** Your task **
Print everything in the data below from the line containing "Where can the blue" down to the line containing "pixel 202 366", verbatim and with both end lines included. Output only those lines.

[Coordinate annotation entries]

* * *

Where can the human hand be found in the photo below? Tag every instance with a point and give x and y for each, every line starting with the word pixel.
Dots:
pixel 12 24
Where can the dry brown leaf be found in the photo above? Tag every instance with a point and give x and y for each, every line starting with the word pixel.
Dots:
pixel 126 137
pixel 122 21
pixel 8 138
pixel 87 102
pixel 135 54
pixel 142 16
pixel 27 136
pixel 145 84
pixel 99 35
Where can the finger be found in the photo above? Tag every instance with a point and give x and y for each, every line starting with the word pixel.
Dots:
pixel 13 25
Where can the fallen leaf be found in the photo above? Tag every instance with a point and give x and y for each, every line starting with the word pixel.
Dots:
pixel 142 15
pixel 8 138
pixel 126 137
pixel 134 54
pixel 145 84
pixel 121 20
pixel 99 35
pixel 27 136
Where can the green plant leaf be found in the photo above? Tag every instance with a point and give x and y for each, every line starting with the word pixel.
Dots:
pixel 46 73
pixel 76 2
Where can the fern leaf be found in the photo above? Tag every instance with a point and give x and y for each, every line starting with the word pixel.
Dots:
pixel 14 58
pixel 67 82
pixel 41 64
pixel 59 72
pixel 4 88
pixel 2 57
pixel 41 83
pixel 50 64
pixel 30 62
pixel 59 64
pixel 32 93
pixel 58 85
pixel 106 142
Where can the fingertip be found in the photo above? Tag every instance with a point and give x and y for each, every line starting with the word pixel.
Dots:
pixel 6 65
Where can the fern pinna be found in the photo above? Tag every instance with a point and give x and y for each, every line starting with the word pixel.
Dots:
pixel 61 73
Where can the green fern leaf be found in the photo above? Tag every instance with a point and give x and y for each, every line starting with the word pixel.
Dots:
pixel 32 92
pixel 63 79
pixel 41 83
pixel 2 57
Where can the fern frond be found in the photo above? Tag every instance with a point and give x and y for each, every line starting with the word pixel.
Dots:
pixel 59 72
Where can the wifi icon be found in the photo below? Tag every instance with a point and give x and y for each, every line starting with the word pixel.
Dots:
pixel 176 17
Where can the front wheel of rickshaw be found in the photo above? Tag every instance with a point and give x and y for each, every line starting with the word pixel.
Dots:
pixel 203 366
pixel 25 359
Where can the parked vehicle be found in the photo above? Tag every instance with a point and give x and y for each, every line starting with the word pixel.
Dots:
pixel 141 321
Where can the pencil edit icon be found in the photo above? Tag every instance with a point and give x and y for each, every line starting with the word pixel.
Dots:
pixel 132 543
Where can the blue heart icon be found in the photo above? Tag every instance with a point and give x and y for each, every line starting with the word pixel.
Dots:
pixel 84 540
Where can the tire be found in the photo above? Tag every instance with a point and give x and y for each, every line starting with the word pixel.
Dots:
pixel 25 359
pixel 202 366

* * *

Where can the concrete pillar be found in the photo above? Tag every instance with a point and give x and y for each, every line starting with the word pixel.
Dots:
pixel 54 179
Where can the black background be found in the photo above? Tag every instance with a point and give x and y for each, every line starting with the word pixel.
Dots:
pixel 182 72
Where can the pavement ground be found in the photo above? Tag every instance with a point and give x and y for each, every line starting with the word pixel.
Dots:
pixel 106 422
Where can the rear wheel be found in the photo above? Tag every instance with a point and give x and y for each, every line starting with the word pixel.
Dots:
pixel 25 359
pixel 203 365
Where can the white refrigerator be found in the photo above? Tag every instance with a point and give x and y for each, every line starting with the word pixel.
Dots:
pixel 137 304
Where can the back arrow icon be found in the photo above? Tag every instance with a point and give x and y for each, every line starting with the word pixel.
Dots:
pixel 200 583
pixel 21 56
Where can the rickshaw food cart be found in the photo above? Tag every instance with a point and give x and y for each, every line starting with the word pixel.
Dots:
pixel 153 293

* * *

** Correct answer **
Where can the blue heart icon be found in the photo above? Tag every instance with a point and give x and y for each, every line starting with the word pixel.
Dots:
pixel 84 540
Where can the tire be found in the photo above? Tag every instance with a point and give x and y for each, every line starting with the word pixel.
Dots:
pixel 25 359
pixel 202 366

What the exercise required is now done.